## Instructions for the task
Rewrite the material below, changing each "keypoint" to "marker" and leaving everything else the same.
-------- Dataset content
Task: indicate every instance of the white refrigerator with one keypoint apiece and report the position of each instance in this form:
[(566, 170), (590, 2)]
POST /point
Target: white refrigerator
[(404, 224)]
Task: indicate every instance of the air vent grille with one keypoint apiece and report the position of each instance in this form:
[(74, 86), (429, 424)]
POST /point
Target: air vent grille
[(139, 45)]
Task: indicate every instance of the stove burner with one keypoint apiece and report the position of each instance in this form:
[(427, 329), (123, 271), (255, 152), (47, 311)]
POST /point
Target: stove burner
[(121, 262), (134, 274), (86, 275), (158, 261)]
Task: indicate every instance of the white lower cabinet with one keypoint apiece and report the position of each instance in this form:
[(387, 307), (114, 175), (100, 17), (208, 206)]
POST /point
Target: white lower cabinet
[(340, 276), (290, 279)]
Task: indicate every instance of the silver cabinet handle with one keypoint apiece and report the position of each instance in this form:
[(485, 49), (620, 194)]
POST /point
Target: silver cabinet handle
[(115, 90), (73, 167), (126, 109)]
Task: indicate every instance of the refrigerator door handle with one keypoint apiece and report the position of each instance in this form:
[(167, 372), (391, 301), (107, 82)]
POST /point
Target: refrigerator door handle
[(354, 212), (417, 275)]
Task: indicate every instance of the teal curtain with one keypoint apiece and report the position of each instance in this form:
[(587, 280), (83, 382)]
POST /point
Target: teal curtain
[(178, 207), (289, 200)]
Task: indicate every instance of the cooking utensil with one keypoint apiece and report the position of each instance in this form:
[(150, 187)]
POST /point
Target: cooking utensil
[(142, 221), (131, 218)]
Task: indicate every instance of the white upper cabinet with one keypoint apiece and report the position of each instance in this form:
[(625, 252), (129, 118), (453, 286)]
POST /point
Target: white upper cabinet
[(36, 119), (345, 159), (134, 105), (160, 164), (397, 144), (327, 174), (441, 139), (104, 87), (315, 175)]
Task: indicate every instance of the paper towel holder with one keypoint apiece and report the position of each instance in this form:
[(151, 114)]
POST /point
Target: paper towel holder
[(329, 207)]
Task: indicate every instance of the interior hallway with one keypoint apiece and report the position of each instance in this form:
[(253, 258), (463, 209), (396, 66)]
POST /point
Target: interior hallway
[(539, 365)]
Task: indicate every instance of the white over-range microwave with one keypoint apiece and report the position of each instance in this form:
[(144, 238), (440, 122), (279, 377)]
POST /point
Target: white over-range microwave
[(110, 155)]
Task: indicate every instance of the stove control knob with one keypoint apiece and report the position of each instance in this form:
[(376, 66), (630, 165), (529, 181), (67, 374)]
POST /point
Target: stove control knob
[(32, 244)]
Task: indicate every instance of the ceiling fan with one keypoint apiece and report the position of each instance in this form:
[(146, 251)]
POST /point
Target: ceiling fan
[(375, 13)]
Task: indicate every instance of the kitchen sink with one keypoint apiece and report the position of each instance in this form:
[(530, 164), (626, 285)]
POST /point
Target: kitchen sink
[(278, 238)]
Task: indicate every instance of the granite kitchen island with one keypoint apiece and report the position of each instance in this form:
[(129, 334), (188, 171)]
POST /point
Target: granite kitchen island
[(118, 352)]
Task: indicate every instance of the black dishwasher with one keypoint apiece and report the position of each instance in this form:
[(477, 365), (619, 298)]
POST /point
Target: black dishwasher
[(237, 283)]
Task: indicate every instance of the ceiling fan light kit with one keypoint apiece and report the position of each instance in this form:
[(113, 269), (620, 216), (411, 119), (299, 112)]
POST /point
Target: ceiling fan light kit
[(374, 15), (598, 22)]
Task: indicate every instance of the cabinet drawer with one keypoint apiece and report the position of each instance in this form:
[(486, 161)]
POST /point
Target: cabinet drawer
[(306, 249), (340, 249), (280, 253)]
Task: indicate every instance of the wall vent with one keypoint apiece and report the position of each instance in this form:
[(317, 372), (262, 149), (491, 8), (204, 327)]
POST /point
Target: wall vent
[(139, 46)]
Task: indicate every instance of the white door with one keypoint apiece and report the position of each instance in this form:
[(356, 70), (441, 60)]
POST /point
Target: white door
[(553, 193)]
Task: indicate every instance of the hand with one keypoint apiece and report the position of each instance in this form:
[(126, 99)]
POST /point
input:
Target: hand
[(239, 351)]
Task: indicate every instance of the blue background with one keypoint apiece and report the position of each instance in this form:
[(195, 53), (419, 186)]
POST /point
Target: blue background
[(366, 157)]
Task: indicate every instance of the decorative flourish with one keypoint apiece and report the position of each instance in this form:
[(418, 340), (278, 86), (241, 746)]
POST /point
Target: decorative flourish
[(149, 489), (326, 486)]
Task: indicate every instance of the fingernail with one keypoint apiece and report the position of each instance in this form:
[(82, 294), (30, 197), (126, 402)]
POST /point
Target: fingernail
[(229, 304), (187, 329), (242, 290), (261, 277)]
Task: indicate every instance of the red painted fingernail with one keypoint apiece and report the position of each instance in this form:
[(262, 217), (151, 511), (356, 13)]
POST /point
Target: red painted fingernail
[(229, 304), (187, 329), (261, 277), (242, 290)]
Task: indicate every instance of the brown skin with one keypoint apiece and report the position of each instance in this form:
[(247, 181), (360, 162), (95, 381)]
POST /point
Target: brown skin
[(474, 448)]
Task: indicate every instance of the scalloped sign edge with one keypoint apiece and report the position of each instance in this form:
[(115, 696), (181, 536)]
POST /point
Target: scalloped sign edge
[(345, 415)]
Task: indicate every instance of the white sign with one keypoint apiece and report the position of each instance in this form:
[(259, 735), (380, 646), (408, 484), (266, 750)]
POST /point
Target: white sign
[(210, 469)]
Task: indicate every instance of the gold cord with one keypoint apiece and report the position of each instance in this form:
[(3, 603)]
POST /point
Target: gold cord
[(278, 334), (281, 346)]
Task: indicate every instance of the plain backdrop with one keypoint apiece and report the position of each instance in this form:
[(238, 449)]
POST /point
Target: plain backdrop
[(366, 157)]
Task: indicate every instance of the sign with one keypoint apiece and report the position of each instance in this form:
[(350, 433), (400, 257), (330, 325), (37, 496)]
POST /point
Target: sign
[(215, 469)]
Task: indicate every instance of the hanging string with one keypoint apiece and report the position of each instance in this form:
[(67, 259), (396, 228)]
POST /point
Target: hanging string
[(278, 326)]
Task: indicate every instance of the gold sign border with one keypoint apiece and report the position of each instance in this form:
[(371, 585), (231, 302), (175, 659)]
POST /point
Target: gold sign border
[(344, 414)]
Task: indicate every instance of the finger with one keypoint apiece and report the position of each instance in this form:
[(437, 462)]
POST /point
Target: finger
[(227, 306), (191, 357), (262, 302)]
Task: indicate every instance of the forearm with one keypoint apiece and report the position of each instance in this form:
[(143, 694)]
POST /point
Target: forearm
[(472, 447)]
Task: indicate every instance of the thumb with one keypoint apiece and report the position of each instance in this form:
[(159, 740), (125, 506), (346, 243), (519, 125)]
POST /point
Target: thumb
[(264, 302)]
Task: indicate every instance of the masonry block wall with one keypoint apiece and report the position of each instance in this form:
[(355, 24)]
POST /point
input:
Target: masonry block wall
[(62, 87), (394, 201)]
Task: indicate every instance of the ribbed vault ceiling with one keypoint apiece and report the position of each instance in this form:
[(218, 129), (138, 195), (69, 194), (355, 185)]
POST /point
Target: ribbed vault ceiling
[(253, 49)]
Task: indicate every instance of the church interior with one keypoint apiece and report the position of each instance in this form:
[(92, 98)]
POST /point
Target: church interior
----------------
## Exercise solution
Task: indicate every instance of the white refrigerator with one marker apiece and report the position of each instance in this form:
[(566, 170), (590, 2)]
POST /point
Target: white refrigerator
[(404, 224)]
Task: indicate every instance of the air vent grille with one marker apiece and report the position of each instance in this form:
[(74, 86), (429, 424)]
POST /point
Target: air vent grille
[(139, 45)]
Task: indicate every instance of the stove burner with one marker apiece and report the position of each instance in this form:
[(427, 329), (123, 271), (255, 152), (47, 311)]
POST /point
Target: stove burner
[(121, 262), (134, 274), (86, 275), (158, 261)]
Task: indicate every instance of the white lower cabinet with one marker apiece and report the position of each instance in this form:
[(387, 307), (114, 175), (100, 17), (208, 206)]
POST /point
Target: white lower cabinet
[(340, 276), (290, 279)]
Task: indicate every instance of the silver cabinet handle with one marker apiece and report the position of each instance in this form:
[(485, 49), (620, 194)]
POST /point
Target: silver cabinet handle
[(115, 90), (73, 167), (126, 109)]
Task: indicate every instance of the refrigerator door handle with one marker apiece and report the position of each instance in this form:
[(167, 372), (391, 301), (107, 82)]
POST /point
Target: refrigerator door handle
[(354, 212), (417, 275)]
Task: indicate every instance of the teal curtain with one marker apiece and report the position of each instance in this form:
[(587, 280), (83, 382)]
POST /point
Target: teal curtain
[(178, 207), (289, 200)]
Task: indicate every instance of the cooking utensil with one marker apiece and report the position of each instance in this form:
[(150, 187)]
POST /point
Target: cooking utensil
[(142, 221), (131, 218)]
Task: indicate every instance of the white upper cabinet with one marker apiece and report the position of each instance in this form:
[(625, 252), (129, 118), (453, 286)]
POST /point
Target: white upper cabinet
[(36, 119), (345, 159), (134, 105), (160, 164), (397, 144), (327, 174), (441, 139), (104, 87), (315, 175)]
Task: indicate every instance of the paper towel holder with one marker apiece and report the position of each instance in this form:
[(151, 114)]
POST /point
Target: paper towel holder
[(329, 207)]
Task: indicate every instance of the interior hallway with one marker apiece and report the position of each instance in this form:
[(253, 258), (463, 209), (396, 66)]
POST /point
Target: interior hallway
[(539, 365)]
Task: indicate every instance of the white over-range microwave with one marker apiece and report the position of each instance in this form:
[(144, 238), (440, 122), (279, 377)]
POST /point
Target: white over-range microwave
[(110, 155)]
Task: indicate every instance of the stove control knob with one marker apiece and report the position of each instance in this form:
[(376, 66), (630, 165), (529, 181), (67, 374)]
POST /point
Target: stove control knob
[(32, 244)]
Task: indicate every instance of the ceiling fan with one marker apiece and report the position of each instance in this form:
[(146, 251)]
POST /point
Target: ceiling fan
[(375, 13)]
Task: indicate every instance of the kitchen sink with one marker apiece and report the position of each instance in this form:
[(530, 164), (626, 285)]
POST /point
Target: kitchen sink
[(278, 238)]
Task: indicate every instance of the granite kitchen island with one marker apiece and report the position of each instance in this form:
[(129, 334), (188, 171)]
POST /point
Target: granite kitchen island
[(118, 352)]
Task: indicate every instance of the black dishwasher with one marker apiece and report the position of each instance in this form:
[(477, 365), (619, 298)]
POST /point
Target: black dishwasher
[(237, 283)]
Task: indicate every instance of the ceiling fan light kit with one marker apiece and report the position of each instance in this form:
[(113, 269), (620, 216), (411, 119), (299, 112)]
POST /point
Target: ceiling fan light kit
[(374, 15), (598, 22)]
Task: indicate every instance of the cabinet drawer with one marker apiece and report the position of each instance in this form:
[(486, 161)]
POST /point
Target: cabinet drawer
[(306, 249), (340, 249), (280, 253)]
Task: indicate every instance of the wall vent with one marker apiece and report the position of each instance in this form:
[(317, 372), (262, 149), (491, 8), (204, 327)]
POST /point
Target: wall vent
[(139, 46)]
Task: indicate every instance of the white door with one marker apiece and report the position of each instance in this form:
[(356, 70), (441, 60)]
POST /point
Target: white door
[(553, 193)]
Task: indicate every instance of the hand with one marker apiece and report the position of each instance in this form:
[(126, 99)]
POST /point
input:
Target: hand
[(239, 351)]
Task: indicate every instance of the blue background with one marker apiece and report the position of each instance in this form:
[(195, 53), (419, 186)]
POST /point
Target: blue background
[(366, 157)]
Task: indicate every instance of the decorative flourish with one marker apiece and report the position of each instance in this form:
[(418, 340), (278, 86), (241, 746)]
POST /point
Target: decorative flourish
[(149, 489), (326, 486)]
Task: indicate every instance of the fingernail with one marker apiece and report the position of each instance in this form:
[(82, 294), (30, 197), (126, 402)]
POST /point
Target: fingernail
[(229, 304), (187, 329), (242, 290), (261, 277)]
Task: indicate every instance of the red painted fingernail with one marker apiece and report the position of each instance in this form:
[(262, 217), (151, 511), (356, 13)]
POST /point
Target: red painted fingernail
[(229, 304), (187, 329), (261, 277), (242, 290)]
Task: indicate every instance of the brown skin with one marker apiece and report the position of each instance in this form:
[(247, 181), (360, 162), (95, 381)]
POST /point
Target: brown skin
[(474, 448)]
Task: indicate every instance of the scalloped sign edge with one marker apiece and report the position of each instance in this form:
[(115, 696), (181, 536)]
POST /point
Target: scalloped sign edge
[(345, 415)]
Task: indicate every instance of the white sign with one marker apiece and report the position of each instance in this form:
[(259, 735), (380, 646), (408, 484), (266, 750)]
POST /point
Target: white sign
[(210, 469)]
Task: indicate every instance of the gold cord with one marker apiece and report the position of each instance in this form:
[(3, 603)]
POST /point
Target: gold cord
[(278, 334), (281, 346)]
Task: indicate every instance of the plain backdrop with one marker apiece and report the position of each instance in this form:
[(238, 449)]
POST /point
Target: plain backdrop
[(366, 157)]
Task: indicate every instance of the sign with one marker apiece and report the position of each instance in this form:
[(350, 433), (400, 257), (330, 325), (37, 496)]
POST /point
Target: sign
[(215, 469)]
Task: indicate every instance of the hanging string with one marker apiece and report the position of each instance in this form:
[(67, 259), (396, 228)]
POST /point
Target: hanging string
[(278, 326)]
Task: indicate every instance of the gold sign border with one marker apiece and report the position of each instance in this form:
[(371, 585), (231, 302), (175, 659)]
POST /point
Target: gold sign border
[(344, 414)]
Task: indicate every instance of the finger with one marker apiece and report the position of each instance in this form:
[(437, 462)]
POST /point
Target: finger
[(227, 306), (191, 357), (262, 302)]
Task: indicate every instance of the forearm with one marker apiece and report the position of each instance in this form:
[(143, 694)]
POST /point
Target: forearm
[(472, 447)]
Task: indicate every instance of the thumb with one marker apiece and report the position of each instance in this form:
[(159, 740), (125, 506), (346, 243), (519, 125)]
POST /point
Target: thumb
[(264, 302)]
Task: indicate every instance of the masonry block wall with one marker apiece and report the position of each instance in this form:
[(355, 24)]
POST /point
input:
Target: masonry block wall
[(62, 87), (394, 201)]
Task: indicate every instance of the ribbed vault ceiling with one marker apiece and report the position of each instance in this form:
[(218, 129), (138, 195), (69, 194), (355, 185)]
POST /point
Target: ribbed vault ceiling
[(253, 49)]
Task: indicate every instance of the church interior with one marker apiece and report the position of each instance in this form:
[(92, 98)]
POST /point
Target: church interior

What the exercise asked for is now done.